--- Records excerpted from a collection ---

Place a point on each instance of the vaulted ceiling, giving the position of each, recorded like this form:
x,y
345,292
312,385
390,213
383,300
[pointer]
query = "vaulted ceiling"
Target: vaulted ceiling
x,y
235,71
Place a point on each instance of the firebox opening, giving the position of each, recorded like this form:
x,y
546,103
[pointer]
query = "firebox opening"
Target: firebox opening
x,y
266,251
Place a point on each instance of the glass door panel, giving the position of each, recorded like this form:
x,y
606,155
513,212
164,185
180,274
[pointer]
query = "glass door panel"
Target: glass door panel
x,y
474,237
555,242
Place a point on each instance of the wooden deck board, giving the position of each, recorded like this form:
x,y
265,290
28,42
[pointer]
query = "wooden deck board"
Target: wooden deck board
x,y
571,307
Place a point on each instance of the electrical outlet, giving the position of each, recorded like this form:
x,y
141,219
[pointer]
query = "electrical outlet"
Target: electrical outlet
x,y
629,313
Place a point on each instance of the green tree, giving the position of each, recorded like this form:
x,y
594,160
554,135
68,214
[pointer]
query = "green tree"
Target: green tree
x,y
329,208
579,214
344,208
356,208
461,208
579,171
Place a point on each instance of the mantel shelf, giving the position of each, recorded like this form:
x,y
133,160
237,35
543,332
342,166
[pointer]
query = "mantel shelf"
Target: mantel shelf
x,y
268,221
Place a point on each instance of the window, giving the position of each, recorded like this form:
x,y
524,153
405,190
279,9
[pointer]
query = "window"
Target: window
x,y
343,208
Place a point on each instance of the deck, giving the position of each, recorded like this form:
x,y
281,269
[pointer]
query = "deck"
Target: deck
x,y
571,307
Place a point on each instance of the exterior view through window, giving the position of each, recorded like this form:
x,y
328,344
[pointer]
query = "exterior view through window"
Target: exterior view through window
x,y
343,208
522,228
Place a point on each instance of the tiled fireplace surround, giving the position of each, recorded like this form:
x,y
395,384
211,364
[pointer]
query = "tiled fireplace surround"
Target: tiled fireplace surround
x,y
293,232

--- Assigned task ---
An exact reproduction of all the records is required.

--- Answer for this exercise ---
Place a point on each instance of the vaulted ceiling, giving the position of each, recorded like this form:
x,y
345,292
312,385
390,213
383,300
[pointer]
query = "vaulted ceiling"
Target: vaulted ceiling
x,y
235,71
Place a point on each instance of the firebox opening, giving the position of each, recorded like this form:
x,y
546,103
[pointer]
query = "firebox opening"
Target: firebox opening
x,y
266,251
Place a point on each instance of the glass door panel, giving the position of each, recorded like this form:
x,y
606,155
513,212
164,185
180,274
[pointer]
query = "glass door panel"
Target: glass door panel
x,y
474,237
555,242
Place a point on each instance of the wooden deck board, giving the position of each, recorded like this form:
x,y
265,290
28,42
[pointer]
query = "wooden deck board"
Target: wooden deck board
x,y
571,307
Place a point on each instance of the electrical outlet, giving the position of each, recorded like this form:
x,y
141,219
[pointer]
query = "electrical outlet"
Target: electrical outlet
x,y
629,313
Place a point on each instance of the green tree, giving the position of each, recorded like this form:
x,y
594,160
554,135
68,214
[pointer]
query = "green tree"
Target: green tree
x,y
329,208
579,214
344,208
356,208
461,208
579,171
Place a point on each instance of the mantel shelf, giving the position of each, recorded like this form:
x,y
133,160
237,35
543,332
342,166
[pointer]
query = "mantel shelf"
Target: mantel shelf
x,y
268,221
Place a point on each instance of the window, giving the position of each, recorded like this form:
x,y
524,153
405,190
279,9
[pointer]
query = "window"
Target: window
x,y
343,208
Place a point on each instance of the deck, giving the position of each, recorded like this form:
x,y
281,269
[pointer]
query = "deck"
Target: deck
x,y
571,307
Place a point on each instance of the exterior view through window, giving the position of each, recorded like this form:
x,y
328,344
[pointer]
query = "exterior view through window"
Target: exterior view through window
x,y
343,208
522,228
Place a point on each instance of the tiled fireplace surround, giving the position of each, recorded like this form:
x,y
395,384
211,364
[pointer]
query = "tiled fireplace surround"
Target: tiled fireplace surround
x,y
293,232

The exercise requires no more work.